§ EXERCISE INSTRUCTIONS
Please rewrite the listing below as a numbered list, starting at the line with "Note: identify the boat mast" and running through the end of the listing, with any blank lines left out.

:::::

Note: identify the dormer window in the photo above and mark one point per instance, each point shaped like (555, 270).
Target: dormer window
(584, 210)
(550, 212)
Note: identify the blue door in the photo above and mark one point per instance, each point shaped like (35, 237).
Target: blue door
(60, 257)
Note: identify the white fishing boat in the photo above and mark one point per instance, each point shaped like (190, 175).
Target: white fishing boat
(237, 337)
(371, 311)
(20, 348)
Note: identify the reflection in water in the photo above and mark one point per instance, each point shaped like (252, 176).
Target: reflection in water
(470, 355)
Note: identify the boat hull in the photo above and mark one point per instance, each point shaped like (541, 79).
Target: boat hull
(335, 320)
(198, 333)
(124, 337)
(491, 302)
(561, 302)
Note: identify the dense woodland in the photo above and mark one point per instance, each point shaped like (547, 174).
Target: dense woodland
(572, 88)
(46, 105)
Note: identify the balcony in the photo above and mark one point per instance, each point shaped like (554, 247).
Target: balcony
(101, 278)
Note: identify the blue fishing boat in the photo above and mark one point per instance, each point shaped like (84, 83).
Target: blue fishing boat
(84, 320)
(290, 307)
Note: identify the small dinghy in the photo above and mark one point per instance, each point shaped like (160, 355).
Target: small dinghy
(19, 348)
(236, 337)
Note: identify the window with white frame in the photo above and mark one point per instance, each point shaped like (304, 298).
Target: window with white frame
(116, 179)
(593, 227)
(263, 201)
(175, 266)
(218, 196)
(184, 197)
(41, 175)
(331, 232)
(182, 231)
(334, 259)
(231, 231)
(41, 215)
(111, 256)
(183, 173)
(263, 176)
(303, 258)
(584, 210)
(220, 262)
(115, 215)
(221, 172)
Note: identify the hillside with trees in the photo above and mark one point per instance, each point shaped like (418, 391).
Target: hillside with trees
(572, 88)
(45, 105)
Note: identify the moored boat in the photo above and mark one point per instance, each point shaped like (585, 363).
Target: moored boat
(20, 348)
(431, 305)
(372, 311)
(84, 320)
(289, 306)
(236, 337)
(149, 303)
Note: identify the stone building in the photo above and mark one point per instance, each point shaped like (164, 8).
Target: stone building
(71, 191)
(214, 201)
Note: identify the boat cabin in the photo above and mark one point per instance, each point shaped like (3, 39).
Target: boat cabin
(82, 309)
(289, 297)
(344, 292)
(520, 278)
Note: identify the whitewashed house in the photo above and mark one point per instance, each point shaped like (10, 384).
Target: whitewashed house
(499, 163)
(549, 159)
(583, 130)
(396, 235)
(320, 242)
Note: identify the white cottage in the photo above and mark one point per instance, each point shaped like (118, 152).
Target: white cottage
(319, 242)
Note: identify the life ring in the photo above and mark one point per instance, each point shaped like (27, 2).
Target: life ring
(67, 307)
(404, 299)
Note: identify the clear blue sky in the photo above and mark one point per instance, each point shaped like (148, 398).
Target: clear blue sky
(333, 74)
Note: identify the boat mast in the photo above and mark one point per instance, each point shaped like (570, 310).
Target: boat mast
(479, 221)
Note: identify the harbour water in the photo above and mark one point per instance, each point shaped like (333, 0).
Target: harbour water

:::::

§ REPLY
1. Note: identify the boat mast in the photo above and mark one point per instance, each point shaped like (570, 310).
2. Target: boat mast
3. (479, 221)
4. Note: identify the harbour water in the photo above and mark one point per instance, each point shaped like (333, 0).
5. Target: harbour water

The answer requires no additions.